Content starts

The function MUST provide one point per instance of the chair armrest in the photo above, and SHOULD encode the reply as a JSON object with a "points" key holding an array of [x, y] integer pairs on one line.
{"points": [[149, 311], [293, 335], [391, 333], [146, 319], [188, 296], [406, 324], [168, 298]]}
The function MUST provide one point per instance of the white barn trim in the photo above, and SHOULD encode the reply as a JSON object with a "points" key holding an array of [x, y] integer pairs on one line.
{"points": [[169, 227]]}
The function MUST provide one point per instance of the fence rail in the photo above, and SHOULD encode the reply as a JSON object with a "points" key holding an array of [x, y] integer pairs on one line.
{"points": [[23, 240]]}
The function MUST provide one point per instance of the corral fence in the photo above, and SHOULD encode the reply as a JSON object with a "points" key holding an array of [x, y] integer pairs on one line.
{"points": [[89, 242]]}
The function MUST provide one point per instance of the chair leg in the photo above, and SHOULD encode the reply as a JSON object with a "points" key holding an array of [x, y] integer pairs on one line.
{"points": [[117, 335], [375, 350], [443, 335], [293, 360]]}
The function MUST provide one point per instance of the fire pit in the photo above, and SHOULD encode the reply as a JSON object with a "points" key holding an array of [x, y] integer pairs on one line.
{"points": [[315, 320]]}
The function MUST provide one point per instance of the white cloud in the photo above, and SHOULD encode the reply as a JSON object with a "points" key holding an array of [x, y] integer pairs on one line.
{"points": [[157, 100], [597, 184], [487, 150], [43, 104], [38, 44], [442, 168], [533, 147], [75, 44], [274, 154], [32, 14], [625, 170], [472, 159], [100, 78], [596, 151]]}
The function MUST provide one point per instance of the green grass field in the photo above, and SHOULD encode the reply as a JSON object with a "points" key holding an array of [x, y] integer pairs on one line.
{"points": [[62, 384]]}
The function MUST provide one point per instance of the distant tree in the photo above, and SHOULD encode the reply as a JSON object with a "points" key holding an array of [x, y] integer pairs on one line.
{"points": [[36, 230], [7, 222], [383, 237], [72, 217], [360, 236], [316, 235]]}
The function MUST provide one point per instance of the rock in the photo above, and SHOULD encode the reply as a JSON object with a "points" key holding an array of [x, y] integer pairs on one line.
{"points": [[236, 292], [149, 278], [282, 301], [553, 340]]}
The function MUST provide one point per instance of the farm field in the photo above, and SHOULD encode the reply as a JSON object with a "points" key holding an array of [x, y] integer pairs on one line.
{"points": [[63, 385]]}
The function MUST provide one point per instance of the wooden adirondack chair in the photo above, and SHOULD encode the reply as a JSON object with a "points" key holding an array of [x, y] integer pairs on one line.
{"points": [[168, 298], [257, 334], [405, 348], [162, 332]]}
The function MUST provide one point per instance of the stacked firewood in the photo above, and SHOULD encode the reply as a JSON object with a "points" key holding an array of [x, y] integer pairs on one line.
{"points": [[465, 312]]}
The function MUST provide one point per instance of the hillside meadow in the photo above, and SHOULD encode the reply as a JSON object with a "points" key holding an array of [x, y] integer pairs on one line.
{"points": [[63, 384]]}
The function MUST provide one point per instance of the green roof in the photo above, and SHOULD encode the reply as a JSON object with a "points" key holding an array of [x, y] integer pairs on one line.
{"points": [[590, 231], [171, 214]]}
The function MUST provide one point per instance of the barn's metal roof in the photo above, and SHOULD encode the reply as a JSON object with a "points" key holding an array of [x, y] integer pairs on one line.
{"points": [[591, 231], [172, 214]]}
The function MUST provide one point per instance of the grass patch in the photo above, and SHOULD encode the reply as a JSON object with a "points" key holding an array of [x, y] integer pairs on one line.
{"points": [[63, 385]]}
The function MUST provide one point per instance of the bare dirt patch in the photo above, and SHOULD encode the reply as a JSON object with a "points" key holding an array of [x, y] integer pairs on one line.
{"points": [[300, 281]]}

Content ends

> _TASK TO COMPLETE_:
Reproduce the entries in full, exactly as written.

> _TASK SOLUTION_:
The function MUST provide one point per instance of the chair armrest in the photo above, and SHOULD encode the reply as a JSON object with a "points" key holding an array of [x, y] integer pairs on one line.
{"points": [[149, 311], [293, 335], [391, 333], [146, 319], [188, 296], [406, 324], [168, 298]]}
The function MUST provide one point per instance of the white barn trim in the photo above, and SHOULD encode the reply as a JSON object with a "points" key holding an array of [x, y] integer pairs on one line.
{"points": [[169, 227]]}
The function MUST provide one point per instance of the fence rail in the photo above, and SHOULD encode the reply as a JSON object with a "points" key holding an array of [x, y] integer pairs on one line.
{"points": [[23, 240]]}
The function MUST provide one point per instance of the corral fence in the photo above, and SHOULD encode the reply as a JSON object with a "points" key holding an array of [x, y] integer pairs on one line.
{"points": [[89, 242]]}
The function MUST provide one point per instance of the chair leg in the photo above, and SHOULD encode the reply as a JSON object with a "points" key holding an array of [x, y] integer pairs on one line.
{"points": [[117, 335], [375, 350], [443, 335], [293, 360]]}
The function MUST provide one point per instance of the fire pit in the photo above, and SHOULD encode the reply as a JSON object with a "points" key holding an array of [x, y] integer pairs on one line.
{"points": [[315, 320]]}
The function MUST provide one point per instance of the white cloud in the photo above, and SHOULD encode the reply as a JSON object with a "points" key holding an array of [x, y] integer pairs on one line.
{"points": [[157, 100], [597, 184], [487, 150], [43, 104], [38, 44], [442, 168], [533, 147], [75, 44], [274, 154], [32, 14], [625, 170], [472, 159], [100, 78], [596, 151]]}
The function MUST provide one point per instance of the green grass field in the photo above, and SHOULD encode the reply as a JSON object with a "points" key holding an array of [x, y] integer pairs on one line.
{"points": [[62, 384]]}
The function MUST provide one point per instance of the distant tree in the photo above, and SHOULD encode the reply as a JSON object with a "points" key holding an array of [x, y] integer pairs on one line.
{"points": [[36, 230], [7, 222], [383, 237], [72, 217], [360, 236], [316, 235]]}
The function MUST provide one point per instance of the rock in the photo above, and SHOULD encode the reply as a JSON object with a "points" key holding an array of [x, y] integer pairs on one line.
{"points": [[236, 292], [149, 278], [282, 301], [553, 340]]}
The function MUST provide one point per instance of the farm field in the photo above, and SHOULD encode the reply as a JSON object with a "points" key holding an array of [x, y] integer pairs on one line.
{"points": [[63, 385]]}
The function MUST provide one point per instance of the wooden adirondack chair in the photo above, and SHOULD encode the reply as a JSON object with a "points" key holding an array of [x, y] integer pairs on one line.
{"points": [[168, 298], [257, 334], [405, 348], [162, 332]]}
The function MUST provide one point per instance of the stacked firewood in the photo above, and SHOULD encode the reply as a JSON object with a "points" key holding an array of [x, y] integer pairs on one line.
{"points": [[465, 312]]}
The function MUST provide one point per instance of the hillside meadow in the photo above, and SHOULD encode the reply as a JSON object with a "points" key holding an array of [x, y] integer pairs on one line.
{"points": [[63, 384]]}
The function MUST provide one point per instance of the green roof in the photo above, and SHOULD encode the reply as a JSON object with a "points" key holding an array of [x, y] integer pairs on one line.
{"points": [[590, 231], [171, 214]]}
The function MUST provide one point per instance of the barn's metal roof in the photo above, and SHOULD encode the reply as a JSON object with a "points" key holding an array of [x, y] integer pairs on one line.
{"points": [[591, 231], [172, 214]]}
The function MUST provide one point per instance of the grass patch in the photo above, and SHOULD encode the reply as a JSON object with a "points" key holding an array of [x, y] integer pairs on one line.
{"points": [[63, 385]]}
The function MUST provide one point per instance of the bare dirt patch in the photo above, and SHOULD encode the reply as a JSON object with a "points" key holding an array of [x, y] integer pairs on one line.
{"points": [[300, 281]]}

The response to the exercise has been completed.